- _The problem_:
Those lines of the records that contain "parked" are to be located and copied.

- _Extracted information_:
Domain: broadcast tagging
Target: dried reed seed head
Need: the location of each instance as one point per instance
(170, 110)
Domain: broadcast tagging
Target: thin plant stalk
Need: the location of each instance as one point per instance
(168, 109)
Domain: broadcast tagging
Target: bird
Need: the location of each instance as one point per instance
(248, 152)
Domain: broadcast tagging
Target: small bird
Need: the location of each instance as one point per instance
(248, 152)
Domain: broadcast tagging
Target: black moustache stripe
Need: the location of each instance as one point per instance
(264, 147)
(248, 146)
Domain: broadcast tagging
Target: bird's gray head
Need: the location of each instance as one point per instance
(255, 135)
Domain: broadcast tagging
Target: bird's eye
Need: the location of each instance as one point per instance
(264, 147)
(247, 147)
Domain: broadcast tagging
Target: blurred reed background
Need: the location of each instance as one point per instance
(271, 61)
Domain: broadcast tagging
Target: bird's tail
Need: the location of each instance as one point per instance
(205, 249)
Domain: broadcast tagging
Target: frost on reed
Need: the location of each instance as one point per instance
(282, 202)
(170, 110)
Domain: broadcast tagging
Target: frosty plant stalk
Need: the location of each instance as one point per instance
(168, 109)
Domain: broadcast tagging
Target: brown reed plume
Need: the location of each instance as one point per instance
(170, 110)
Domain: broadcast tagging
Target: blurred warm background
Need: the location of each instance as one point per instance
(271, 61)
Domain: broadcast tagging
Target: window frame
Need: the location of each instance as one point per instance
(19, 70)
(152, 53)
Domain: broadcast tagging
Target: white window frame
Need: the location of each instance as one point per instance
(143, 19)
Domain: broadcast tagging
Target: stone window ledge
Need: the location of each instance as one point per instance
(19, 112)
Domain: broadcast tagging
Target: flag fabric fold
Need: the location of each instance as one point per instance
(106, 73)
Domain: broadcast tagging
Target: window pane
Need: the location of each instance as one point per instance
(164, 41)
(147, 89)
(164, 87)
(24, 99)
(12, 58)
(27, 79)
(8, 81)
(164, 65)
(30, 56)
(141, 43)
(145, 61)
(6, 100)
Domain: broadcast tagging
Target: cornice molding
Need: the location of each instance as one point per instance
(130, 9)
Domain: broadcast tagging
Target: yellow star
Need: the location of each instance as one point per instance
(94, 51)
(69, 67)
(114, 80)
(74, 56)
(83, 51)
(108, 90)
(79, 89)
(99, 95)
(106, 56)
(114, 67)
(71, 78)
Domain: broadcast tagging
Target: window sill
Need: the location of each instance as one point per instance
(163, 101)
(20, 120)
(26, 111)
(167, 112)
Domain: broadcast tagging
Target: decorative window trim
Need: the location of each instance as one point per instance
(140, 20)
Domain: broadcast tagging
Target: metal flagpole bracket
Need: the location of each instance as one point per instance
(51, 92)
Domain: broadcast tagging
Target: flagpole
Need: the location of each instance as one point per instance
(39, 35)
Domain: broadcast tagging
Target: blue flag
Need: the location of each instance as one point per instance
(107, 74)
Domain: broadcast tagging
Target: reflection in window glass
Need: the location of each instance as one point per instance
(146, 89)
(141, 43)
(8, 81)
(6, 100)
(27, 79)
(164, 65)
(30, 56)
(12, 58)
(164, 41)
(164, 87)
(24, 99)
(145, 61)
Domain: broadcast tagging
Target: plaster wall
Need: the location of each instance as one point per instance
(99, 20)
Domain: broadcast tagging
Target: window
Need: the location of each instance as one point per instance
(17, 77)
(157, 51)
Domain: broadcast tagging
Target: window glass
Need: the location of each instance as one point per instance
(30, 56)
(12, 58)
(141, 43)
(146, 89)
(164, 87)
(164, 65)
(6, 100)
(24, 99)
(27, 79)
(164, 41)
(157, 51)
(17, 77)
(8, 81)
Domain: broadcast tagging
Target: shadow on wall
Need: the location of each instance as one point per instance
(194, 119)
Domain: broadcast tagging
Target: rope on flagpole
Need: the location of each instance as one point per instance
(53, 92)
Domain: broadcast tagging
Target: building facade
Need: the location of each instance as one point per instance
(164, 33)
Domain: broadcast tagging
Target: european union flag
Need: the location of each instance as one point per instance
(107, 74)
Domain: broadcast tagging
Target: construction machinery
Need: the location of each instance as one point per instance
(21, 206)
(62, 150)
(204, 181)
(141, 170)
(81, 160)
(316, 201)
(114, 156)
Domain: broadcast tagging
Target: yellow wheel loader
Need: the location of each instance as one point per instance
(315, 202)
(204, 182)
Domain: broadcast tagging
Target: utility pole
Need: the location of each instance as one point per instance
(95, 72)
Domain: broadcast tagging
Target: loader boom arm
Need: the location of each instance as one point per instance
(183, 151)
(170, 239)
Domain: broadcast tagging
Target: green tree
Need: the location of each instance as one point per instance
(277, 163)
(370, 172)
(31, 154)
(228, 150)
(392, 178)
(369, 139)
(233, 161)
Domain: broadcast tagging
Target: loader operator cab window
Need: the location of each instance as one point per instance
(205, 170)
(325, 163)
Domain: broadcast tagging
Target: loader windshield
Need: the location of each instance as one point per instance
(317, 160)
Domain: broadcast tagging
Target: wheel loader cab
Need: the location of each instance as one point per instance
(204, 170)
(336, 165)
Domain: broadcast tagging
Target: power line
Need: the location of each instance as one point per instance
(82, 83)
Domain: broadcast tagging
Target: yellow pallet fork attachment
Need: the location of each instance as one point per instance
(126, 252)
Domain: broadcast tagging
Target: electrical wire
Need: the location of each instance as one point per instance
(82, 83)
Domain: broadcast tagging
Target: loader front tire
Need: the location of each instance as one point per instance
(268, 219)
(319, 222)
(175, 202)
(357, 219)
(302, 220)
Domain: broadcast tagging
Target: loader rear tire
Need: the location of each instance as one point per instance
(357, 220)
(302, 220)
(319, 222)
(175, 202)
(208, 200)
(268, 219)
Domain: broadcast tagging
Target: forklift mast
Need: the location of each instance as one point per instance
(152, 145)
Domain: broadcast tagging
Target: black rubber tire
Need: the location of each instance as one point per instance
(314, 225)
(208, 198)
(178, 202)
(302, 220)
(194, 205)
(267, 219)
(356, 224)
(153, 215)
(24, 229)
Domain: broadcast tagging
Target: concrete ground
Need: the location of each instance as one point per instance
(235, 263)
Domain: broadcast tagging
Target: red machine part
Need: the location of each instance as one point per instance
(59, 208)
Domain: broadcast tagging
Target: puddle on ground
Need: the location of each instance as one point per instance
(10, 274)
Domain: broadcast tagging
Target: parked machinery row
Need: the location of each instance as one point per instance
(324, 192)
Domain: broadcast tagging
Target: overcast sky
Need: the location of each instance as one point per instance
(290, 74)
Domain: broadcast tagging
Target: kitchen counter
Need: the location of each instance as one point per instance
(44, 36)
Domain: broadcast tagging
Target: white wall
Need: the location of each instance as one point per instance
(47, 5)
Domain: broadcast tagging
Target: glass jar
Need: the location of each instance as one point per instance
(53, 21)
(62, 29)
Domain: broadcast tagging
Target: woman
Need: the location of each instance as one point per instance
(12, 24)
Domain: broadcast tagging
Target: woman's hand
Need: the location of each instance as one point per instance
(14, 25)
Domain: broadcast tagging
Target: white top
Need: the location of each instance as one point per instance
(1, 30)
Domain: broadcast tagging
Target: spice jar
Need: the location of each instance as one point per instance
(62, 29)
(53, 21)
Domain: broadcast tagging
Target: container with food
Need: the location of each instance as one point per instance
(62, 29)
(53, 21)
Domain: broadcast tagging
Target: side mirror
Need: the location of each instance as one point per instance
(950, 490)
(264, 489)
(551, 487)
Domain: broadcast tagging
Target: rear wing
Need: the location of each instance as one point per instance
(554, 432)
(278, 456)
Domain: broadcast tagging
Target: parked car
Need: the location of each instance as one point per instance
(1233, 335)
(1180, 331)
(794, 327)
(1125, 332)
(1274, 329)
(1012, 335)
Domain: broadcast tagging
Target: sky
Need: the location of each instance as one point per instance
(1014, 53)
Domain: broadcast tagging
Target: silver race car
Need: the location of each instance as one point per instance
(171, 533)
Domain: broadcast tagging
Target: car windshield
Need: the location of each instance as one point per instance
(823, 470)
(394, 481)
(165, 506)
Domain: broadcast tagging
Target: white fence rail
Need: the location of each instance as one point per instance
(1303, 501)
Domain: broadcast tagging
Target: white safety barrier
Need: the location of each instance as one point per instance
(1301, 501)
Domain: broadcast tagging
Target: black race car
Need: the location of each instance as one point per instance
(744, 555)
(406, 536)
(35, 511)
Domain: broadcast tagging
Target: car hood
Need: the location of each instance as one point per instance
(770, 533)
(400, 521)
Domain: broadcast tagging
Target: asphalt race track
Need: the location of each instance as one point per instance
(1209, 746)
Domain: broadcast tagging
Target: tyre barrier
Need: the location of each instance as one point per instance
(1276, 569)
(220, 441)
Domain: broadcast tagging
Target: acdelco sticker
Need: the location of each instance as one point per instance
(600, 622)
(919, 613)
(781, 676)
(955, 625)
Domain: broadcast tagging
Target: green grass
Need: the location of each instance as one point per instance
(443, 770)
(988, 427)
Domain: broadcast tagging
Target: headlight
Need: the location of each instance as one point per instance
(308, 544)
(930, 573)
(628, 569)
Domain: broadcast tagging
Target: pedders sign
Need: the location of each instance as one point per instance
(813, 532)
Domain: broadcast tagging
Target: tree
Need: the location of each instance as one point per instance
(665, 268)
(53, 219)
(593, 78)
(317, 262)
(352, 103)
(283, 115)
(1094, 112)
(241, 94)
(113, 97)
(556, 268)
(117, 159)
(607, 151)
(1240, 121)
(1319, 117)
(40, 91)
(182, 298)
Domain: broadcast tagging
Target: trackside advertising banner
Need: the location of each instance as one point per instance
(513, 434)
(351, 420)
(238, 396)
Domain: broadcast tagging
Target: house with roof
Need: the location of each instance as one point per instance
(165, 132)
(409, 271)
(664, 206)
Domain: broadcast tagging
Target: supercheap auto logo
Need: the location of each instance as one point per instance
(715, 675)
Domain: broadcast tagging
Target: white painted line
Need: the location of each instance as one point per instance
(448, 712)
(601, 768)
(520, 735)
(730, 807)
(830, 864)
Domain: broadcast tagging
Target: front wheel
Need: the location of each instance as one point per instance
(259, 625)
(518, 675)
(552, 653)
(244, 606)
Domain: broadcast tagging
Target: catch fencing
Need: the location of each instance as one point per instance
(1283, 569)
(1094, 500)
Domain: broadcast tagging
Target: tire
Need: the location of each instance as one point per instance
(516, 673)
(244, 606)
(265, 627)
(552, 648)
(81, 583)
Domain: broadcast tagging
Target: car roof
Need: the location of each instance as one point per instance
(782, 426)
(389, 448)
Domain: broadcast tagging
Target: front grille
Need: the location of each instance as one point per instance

- _Response_:
Target: parked machinery row
Target: parked car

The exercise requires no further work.